*Work task*
Carry on the blog post about homelessness below, starting right after its last sentence.

*Supplied passage*

Wednesday, March 15, 2006

Homeless-ness

So I had this long, intense conversation with a buddy of mine last night, which referenced a conversation I had a few days earlier with another christian buddy of mine. In the first conversation we talked about a homeless man that they had stay in their house for a couple days. So last night I was discussing some of the struggles I am currently experiencing and I related the story about the homeless guy and how I think its great to help him out, but it is not exactly a "safe" ministry...people are homeless (longterm, sleep under cardboard kind of homeless) for only a few reasons.

I am not an expert in this field so I cannot tell you which came first teh chicken or the egg, but homeless people are more often than not afflicted with some sort of mental disease, defect, or condition that precludes their simple re-entry into mainstream society. In order to re-integrate them you have to deal with their mental issues or they will just end up back under the stars, the only life they feel like they know and have control of.

The remaining portion of the homeless are homeless by choice. This seemslike a harsh statement, not withstanding the uncontrollable circumstances that probably put them in a homeless position, but long-term homelessness in an otherwise healthy individual is a choice. They have chosen to consider themselves a "homeless" person and have decided to pursue life under that premise. Their goal is not to invest all their time, energy, and resources into becomeing "not homeless" but to invest it in obtaining the meager possessions and limited amount of food that allow them to continue living but does not substantivly change their position in life.

*Data for analysis*
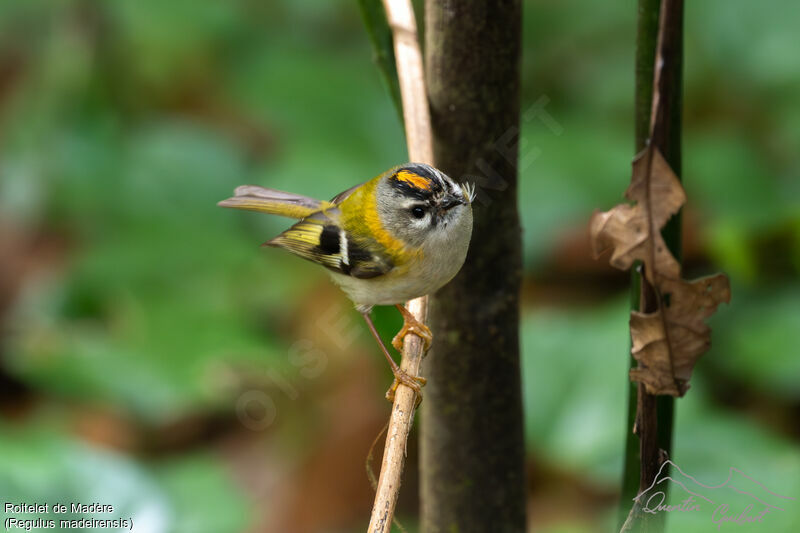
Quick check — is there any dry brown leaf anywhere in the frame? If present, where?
[590,147,730,396]
[631,274,731,396]
[590,148,686,280]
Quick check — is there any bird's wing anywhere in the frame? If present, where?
[264,208,394,279]
[217,185,332,218]
[331,183,364,205]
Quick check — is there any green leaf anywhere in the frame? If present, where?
[358,0,403,124]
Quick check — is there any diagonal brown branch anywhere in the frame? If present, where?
[367,0,433,533]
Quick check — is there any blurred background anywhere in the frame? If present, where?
[0,0,800,533]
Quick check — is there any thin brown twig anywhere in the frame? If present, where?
[367,0,433,533]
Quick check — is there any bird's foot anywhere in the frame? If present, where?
[386,367,428,408]
[392,304,433,352]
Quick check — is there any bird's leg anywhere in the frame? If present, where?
[392,304,433,352]
[361,313,427,405]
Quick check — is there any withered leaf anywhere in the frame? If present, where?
[630,274,731,396]
[590,147,730,396]
[589,148,686,279]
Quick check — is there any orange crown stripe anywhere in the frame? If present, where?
[396,170,431,191]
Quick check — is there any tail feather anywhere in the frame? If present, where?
[217,185,332,219]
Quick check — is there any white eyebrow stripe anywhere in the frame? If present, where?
[339,228,350,266]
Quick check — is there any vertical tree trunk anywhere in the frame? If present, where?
[421,0,525,533]
[620,0,683,531]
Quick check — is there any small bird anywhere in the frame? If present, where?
[217,163,475,400]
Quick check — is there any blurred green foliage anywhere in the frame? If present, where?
[0,0,800,533]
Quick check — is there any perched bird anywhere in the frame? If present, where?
[218,163,475,398]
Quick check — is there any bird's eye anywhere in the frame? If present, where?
[411,205,425,218]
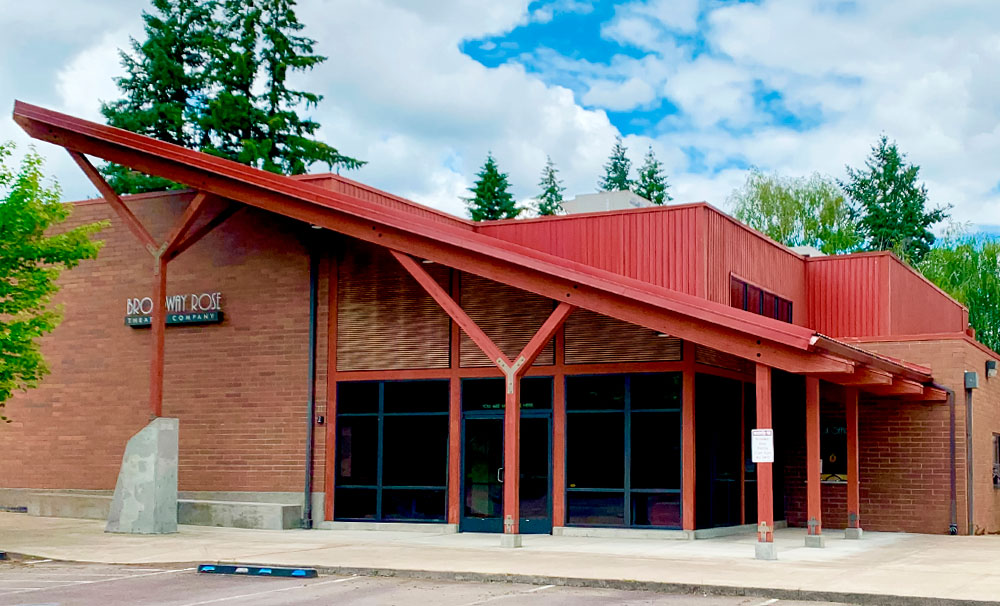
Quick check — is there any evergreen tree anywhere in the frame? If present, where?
[0,143,107,421]
[101,0,215,193]
[537,158,566,216]
[597,136,632,191]
[635,145,674,204]
[465,153,521,221]
[841,135,948,263]
[202,0,364,175]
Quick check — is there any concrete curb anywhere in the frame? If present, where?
[7,552,1000,606]
[298,566,1000,606]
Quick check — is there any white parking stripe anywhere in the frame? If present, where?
[7,568,197,595]
[174,577,358,606]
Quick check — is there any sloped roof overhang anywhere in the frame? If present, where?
[14,101,931,383]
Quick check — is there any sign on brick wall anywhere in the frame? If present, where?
[125,292,222,328]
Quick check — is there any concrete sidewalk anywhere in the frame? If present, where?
[0,513,1000,604]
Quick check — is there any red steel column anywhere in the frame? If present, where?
[806,377,823,547]
[757,364,776,560]
[503,378,521,535]
[149,256,167,418]
[448,269,462,524]
[552,328,566,526]
[844,387,861,539]
[681,341,696,530]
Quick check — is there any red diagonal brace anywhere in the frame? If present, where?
[389,250,574,534]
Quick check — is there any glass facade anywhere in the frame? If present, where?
[334,380,448,522]
[566,373,681,528]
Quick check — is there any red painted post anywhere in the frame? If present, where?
[757,364,775,559]
[552,330,566,526]
[503,373,521,535]
[681,341,696,530]
[323,254,339,521]
[149,257,167,418]
[806,377,823,547]
[844,387,861,539]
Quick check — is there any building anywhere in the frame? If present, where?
[0,103,1000,560]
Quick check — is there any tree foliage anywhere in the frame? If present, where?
[597,136,632,191]
[917,234,1000,351]
[101,0,215,193]
[0,143,106,420]
[634,146,674,204]
[536,158,566,216]
[102,0,364,193]
[729,170,861,254]
[465,154,521,221]
[841,135,948,263]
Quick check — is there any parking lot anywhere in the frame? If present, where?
[0,560,852,606]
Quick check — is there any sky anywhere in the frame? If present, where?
[0,0,1000,229]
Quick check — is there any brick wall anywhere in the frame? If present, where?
[0,195,327,491]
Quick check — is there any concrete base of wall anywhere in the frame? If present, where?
[806,534,826,547]
[313,521,458,534]
[104,417,180,534]
[754,541,778,560]
[16,491,312,530]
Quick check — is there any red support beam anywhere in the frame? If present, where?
[681,341,696,530]
[757,364,774,559]
[149,256,167,418]
[552,330,566,526]
[448,269,462,525]
[323,254,339,521]
[67,150,160,256]
[844,389,861,539]
[389,250,511,370]
[806,377,823,547]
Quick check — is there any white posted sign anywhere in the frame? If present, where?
[750,429,774,463]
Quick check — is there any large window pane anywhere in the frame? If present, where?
[630,412,681,488]
[566,375,625,410]
[333,486,378,520]
[382,488,446,521]
[382,415,448,486]
[629,372,681,410]
[382,381,448,413]
[632,492,681,528]
[566,412,625,488]
[337,381,378,414]
[337,417,378,486]
[566,492,625,526]
[521,377,552,410]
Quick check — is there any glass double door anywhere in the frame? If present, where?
[461,411,552,534]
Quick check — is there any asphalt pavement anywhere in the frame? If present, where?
[0,560,852,606]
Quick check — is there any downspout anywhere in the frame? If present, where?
[302,246,319,528]
[931,383,958,535]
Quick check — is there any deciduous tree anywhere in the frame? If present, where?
[729,170,861,254]
[0,143,106,420]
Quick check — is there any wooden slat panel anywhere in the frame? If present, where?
[694,345,752,372]
[459,274,556,368]
[337,241,451,371]
[566,309,681,364]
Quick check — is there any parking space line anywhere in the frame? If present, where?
[6,568,196,595]
[172,577,359,606]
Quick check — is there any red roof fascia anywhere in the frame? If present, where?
[7,101,928,382]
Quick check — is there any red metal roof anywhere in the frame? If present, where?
[14,101,931,381]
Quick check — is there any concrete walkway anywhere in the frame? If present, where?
[0,513,1000,604]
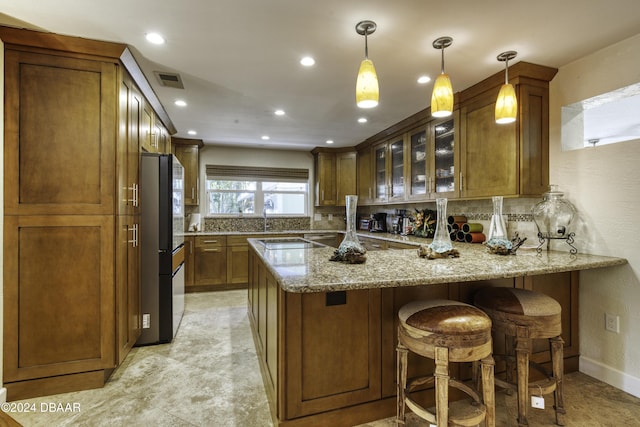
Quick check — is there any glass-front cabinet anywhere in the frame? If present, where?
[373,135,406,203]
[373,143,388,202]
[430,115,459,199]
[407,127,431,200]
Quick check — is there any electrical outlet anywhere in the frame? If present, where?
[142,313,151,329]
[604,313,620,334]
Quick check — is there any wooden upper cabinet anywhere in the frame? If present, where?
[173,138,202,206]
[460,62,557,198]
[336,151,357,206]
[312,148,357,206]
[356,147,373,205]
[315,152,336,206]
[5,49,118,215]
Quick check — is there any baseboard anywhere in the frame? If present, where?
[580,356,640,397]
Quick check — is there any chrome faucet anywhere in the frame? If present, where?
[262,208,267,232]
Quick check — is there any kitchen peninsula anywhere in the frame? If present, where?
[248,237,626,426]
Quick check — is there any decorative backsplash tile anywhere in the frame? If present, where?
[202,216,311,232]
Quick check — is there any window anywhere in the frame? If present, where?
[206,165,309,215]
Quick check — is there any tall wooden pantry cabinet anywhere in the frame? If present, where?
[0,27,175,400]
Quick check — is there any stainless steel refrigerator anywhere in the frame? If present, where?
[137,153,185,345]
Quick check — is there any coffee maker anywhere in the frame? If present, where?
[371,212,387,233]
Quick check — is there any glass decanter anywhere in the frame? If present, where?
[486,196,511,249]
[429,199,453,253]
[338,195,366,253]
[531,185,577,253]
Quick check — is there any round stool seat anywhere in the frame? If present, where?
[398,300,491,361]
[474,287,562,338]
[396,299,495,427]
[474,287,565,427]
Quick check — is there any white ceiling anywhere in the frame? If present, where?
[0,0,640,151]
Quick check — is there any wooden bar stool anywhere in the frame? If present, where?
[396,300,495,427]
[474,288,565,426]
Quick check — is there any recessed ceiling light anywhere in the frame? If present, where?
[300,56,316,67]
[146,33,166,44]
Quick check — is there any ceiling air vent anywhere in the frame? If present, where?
[153,71,184,89]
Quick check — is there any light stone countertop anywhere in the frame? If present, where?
[248,235,627,293]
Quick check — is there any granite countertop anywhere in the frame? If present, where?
[248,235,627,293]
[183,230,344,237]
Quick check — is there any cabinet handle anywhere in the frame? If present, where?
[127,224,138,248]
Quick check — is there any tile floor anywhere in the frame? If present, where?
[10,290,640,427]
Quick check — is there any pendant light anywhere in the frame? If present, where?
[496,50,518,124]
[356,21,380,108]
[431,37,453,117]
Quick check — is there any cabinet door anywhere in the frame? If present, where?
[460,94,519,197]
[116,215,142,364]
[336,152,357,206]
[429,111,459,199]
[118,70,142,215]
[405,127,431,200]
[3,216,116,384]
[280,289,380,419]
[315,152,336,206]
[389,137,406,201]
[194,237,227,286]
[4,49,118,215]
[373,143,389,202]
[140,102,158,153]
[174,144,200,206]
[357,147,374,205]
[184,236,195,286]
[227,240,249,284]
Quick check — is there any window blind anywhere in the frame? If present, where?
[206,165,309,181]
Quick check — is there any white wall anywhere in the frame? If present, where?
[0,40,7,402]
[199,145,314,216]
[549,34,640,396]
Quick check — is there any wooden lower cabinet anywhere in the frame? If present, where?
[248,250,579,427]
[194,236,227,290]
[185,234,302,292]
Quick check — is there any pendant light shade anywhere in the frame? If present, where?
[356,21,380,108]
[496,50,518,124]
[431,37,453,117]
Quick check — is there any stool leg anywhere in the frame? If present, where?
[433,347,449,427]
[516,328,531,426]
[480,356,496,427]
[504,335,516,396]
[549,336,566,426]
[396,343,408,426]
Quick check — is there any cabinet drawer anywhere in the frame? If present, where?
[196,236,227,248]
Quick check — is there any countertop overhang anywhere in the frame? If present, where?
[248,239,627,293]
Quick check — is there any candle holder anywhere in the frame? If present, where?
[531,185,578,255]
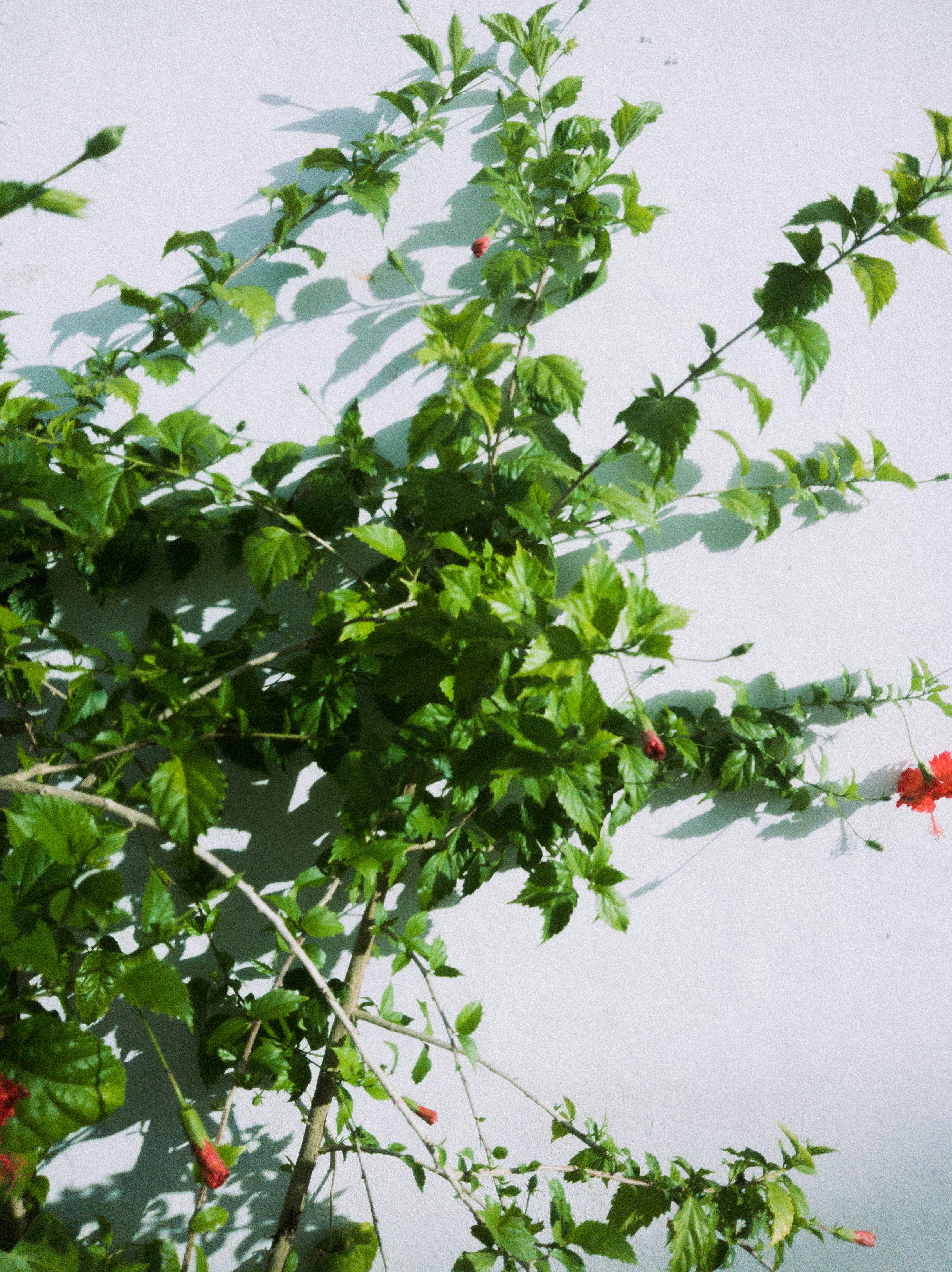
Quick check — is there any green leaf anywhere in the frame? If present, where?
[783,225,824,266]
[351,525,407,561]
[400,34,442,75]
[876,464,916,490]
[211,282,274,340]
[252,441,304,493]
[409,1047,433,1082]
[31,187,89,216]
[543,75,585,111]
[115,953,192,1029]
[301,906,343,939]
[764,318,830,401]
[608,1184,671,1232]
[248,990,308,1020]
[149,747,226,848]
[344,170,400,229]
[298,146,348,172]
[517,354,585,419]
[188,1206,229,1232]
[849,253,896,323]
[570,1221,638,1263]
[456,1002,483,1037]
[0,1015,126,1151]
[764,1180,796,1245]
[615,394,699,481]
[242,525,310,600]
[610,98,661,146]
[669,1194,717,1272]
[717,487,770,532]
[483,248,543,300]
[787,195,854,230]
[161,230,221,257]
[714,370,774,431]
[925,111,952,163]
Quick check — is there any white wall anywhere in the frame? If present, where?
[0,0,952,1272]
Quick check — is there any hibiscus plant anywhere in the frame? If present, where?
[0,0,952,1272]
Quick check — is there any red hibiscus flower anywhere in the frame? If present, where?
[192,1140,229,1188]
[0,1075,29,1127]
[896,750,952,838]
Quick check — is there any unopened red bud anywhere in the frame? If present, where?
[192,1140,229,1188]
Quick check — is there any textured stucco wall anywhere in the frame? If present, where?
[0,0,952,1272]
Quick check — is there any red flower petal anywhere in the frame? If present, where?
[192,1140,229,1188]
[0,1075,29,1127]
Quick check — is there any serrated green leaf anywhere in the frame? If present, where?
[764,318,830,401]
[211,282,274,340]
[115,954,192,1029]
[149,748,227,848]
[351,525,407,561]
[0,1015,126,1153]
[242,525,310,599]
[455,1002,483,1037]
[849,252,896,323]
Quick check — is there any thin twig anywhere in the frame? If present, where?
[348,1122,390,1272]
[411,952,493,1166]
[355,1010,599,1149]
[195,845,490,1222]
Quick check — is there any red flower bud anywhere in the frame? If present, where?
[0,1075,29,1127]
[192,1140,229,1188]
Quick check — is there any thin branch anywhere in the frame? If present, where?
[348,1122,390,1272]
[353,1010,599,1149]
[411,952,493,1166]
[195,845,490,1247]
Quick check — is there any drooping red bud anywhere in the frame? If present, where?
[192,1140,229,1188]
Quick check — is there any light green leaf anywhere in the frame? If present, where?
[764,318,830,401]
[456,1002,483,1037]
[351,525,407,561]
[714,369,774,436]
[188,1206,229,1232]
[301,906,343,939]
[211,282,274,340]
[517,354,585,419]
[764,1180,794,1245]
[115,952,192,1029]
[149,748,227,848]
[669,1194,717,1272]
[849,253,896,323]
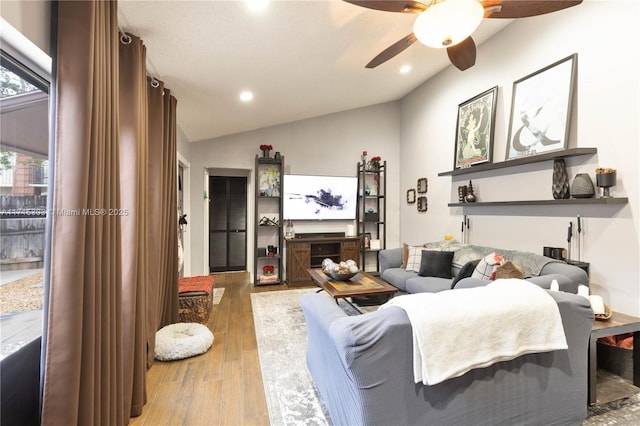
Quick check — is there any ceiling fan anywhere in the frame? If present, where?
[344,0,582,71]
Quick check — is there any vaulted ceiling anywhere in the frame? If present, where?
[118,0,511,141]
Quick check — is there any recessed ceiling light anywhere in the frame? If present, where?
[240,90,253,102]
[400,65,411,74]
[245,0,270,12]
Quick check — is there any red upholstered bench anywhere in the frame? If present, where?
[178,275,214,324]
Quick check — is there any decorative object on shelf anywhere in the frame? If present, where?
[458,185,467,203]
[570,173,596,198]
[258,216,279,226]
[453,86,498,169]
[262,265,276,275]
[258,166,280,197]
[418,196,428,212]
[284,219,296,239]
[596,167,616,198]
[362,232,371,249]
[260,144,273,158]
[407,188,416,204]
[367,156,382,172]
[505,53,578,160]
[464,181,476,203]
[418,178,429,194]
[551,158,571,200]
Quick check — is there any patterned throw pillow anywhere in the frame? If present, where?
[471,252,504,281]
[404,246,426,272]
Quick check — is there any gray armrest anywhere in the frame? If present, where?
[379,247,402,273]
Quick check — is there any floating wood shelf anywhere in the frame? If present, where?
[438,148,598,176]
[448,197,629,208]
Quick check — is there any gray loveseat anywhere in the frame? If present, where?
[301,290,593,426]
[380,241,589,293]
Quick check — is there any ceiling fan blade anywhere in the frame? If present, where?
[366,33,418,68]
[480,0,582,19]
[447,37,476,71]
[344,0,427,13]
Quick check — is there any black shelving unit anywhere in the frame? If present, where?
[356,161,387,275]
[253,155,284,285]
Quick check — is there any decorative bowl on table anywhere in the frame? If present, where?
[325,272,358,281]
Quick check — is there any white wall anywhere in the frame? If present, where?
[0,0,51,55]
[188,102,400,275]
[399,0,640,316]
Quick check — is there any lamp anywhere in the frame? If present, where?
[413,0,484,48]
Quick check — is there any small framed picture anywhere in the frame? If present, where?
[453,86,498,169]
[407,188,416,204]
[362,232,371,249]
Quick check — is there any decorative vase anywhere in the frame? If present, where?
[464,181,476,203]
[551,158,571,200]
[571,173,596,198]
[596,172,616,198]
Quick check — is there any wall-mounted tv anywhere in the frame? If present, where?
[282,175,358,220]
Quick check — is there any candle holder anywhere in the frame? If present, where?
[596,171,616,198]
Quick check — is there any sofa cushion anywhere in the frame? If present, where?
[496,260,524,279]
[418,250,453,278]
[400,243,409,269]
[404,246,426,272]
[451,259,480,288]
[471,252,504,280]
[404,275,451,294]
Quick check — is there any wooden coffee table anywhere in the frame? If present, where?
[307,269,398,313]
[588,312,640,405]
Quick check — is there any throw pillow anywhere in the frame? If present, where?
[400,243,409,269]
[405,247,426,272]
[418,250,453,278]
[451,259,480,288]
[496,260,524,280]
[471,252,504,281]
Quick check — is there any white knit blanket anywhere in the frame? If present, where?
[380,278,568,385]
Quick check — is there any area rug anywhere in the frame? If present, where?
[251,288,640,426]
[251,289,329,426]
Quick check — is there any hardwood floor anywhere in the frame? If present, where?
[129,272,288,426]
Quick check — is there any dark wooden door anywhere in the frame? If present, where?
[209,176,247,272]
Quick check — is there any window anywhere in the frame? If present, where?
[0,50,49,359]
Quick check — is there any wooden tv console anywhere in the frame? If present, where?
[285,236,360,287]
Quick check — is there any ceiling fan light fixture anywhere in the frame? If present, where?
[413,0,484,48]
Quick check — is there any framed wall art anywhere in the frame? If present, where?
[418,178,429,194]
[407,188,416,204]
[505,53,578,160]
[453,86,498,169]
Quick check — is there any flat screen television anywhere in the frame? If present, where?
[282,175,358,220]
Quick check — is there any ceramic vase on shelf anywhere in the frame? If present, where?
[464,181,476,203]
[551,158,571,200]
[596,172,616,198]
[571,173,596,198]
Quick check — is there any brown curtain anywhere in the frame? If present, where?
[147,80,178,366]
[119,35,148,416]
[42,1,128,425]
[41,1,178,425]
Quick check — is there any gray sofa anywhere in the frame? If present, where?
[380,241,589,293]
[301,290,593,426]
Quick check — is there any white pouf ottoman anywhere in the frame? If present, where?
[155,322,213,361]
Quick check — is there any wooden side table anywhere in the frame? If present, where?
[588,312,640,405]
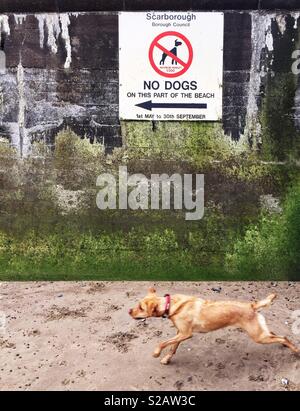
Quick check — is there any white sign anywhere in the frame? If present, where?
[119,12,224,121]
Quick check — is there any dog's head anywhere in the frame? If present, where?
[129,287,163,320]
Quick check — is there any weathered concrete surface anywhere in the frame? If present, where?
[0,9,300,153]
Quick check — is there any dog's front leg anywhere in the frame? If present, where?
[153,331,193,358]
[160,343,180,365]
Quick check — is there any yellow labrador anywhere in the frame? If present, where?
[129,288,300,364]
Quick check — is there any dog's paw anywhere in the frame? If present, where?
[160,357,171,365]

*Result*
All this preamble is not to hack on homeless people, more so I think it sheds some light on the position I find myself in. I am spiritually homeless, I have been living in the field under a tarp digging worms out of the ground...not because I was born for this, but because I have not invested all of my time, energy, and resources into returning the "city" I was born for. I have accepted a lifeless, powerless spiritual existance brought on by circumstances beyond my control. But I had (have) a choice, I found myself "homeless", no ministry, no connections, no spiritual walk and my first reaction was not to address the issues that precipitated my homelessness, it was to rant and rail about the injustice I felt. Not to correct the obvious deficiencies in my spiritual condition (by turning towards Jesus for forgiviness and healing).

So, not unlike a homeless guy, I find myself almost looking with contempt at all those people in their nice, warm houses; I see myself with a hint of bitterness, jealous of those who are not homeless. The "connected" ones who have a spiritual life and walk with Christ that gives them a home.

It's a choice, the door is open...why am I still homeless?

1 comment:

  1. That is such a great explanation,I feel the same way.